(Description of the task)
Copy everything from the line that contains "As a warehouse robot's perception module, locate mountain" down to the end of the items below, with no changes.

⁂

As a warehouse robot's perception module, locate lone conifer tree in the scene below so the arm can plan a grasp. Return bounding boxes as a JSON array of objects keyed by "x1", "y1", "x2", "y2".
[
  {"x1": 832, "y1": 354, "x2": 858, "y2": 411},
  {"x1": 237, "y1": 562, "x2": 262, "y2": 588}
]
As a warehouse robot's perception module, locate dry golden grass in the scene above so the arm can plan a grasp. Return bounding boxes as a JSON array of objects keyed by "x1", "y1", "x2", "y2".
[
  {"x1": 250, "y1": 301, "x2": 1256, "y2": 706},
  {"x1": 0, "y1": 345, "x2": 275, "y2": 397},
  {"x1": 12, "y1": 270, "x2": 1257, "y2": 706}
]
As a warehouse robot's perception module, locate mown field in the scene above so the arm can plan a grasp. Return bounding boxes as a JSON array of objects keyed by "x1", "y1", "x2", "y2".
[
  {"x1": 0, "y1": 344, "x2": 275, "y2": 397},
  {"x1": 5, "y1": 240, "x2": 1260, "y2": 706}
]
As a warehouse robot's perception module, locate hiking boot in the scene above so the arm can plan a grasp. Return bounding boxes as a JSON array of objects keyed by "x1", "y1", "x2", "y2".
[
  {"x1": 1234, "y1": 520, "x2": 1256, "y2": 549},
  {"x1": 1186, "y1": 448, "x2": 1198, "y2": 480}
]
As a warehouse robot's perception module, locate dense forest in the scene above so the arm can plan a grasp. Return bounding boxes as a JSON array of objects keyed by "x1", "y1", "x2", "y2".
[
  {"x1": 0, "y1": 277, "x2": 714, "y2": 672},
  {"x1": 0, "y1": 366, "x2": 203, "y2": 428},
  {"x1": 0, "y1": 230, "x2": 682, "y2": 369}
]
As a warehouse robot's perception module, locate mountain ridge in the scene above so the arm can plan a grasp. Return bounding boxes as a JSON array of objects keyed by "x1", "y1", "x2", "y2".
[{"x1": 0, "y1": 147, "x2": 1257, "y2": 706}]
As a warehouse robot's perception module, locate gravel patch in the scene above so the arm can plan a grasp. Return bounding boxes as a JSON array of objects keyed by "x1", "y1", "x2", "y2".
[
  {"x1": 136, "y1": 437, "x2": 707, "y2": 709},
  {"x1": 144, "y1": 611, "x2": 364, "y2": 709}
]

⁂

(The solution)
As a warehouse robot's perception module, locate mountain ridge in the scene above so the arm can plan a grasp. Return bounding boxes as a JSON array of objects keyed by "x1", "y1", "x2", "y2".
[{"x1": 0, "y1": 147, "x2": 1257, "y2": 706}]
As a warehouse robot's perception module, locate gravel patch in the scene above so the arm can plan a grasp. Return bounding boxes as a JSON array of objects keyed by "x1", "y1", "x2", "y2".
[
  {"x1": 136, "y1": 437, "x2": 707, "y2": 709},
  {"x1": 144, "y1": 611, "x2": 364, "y2": 709}
]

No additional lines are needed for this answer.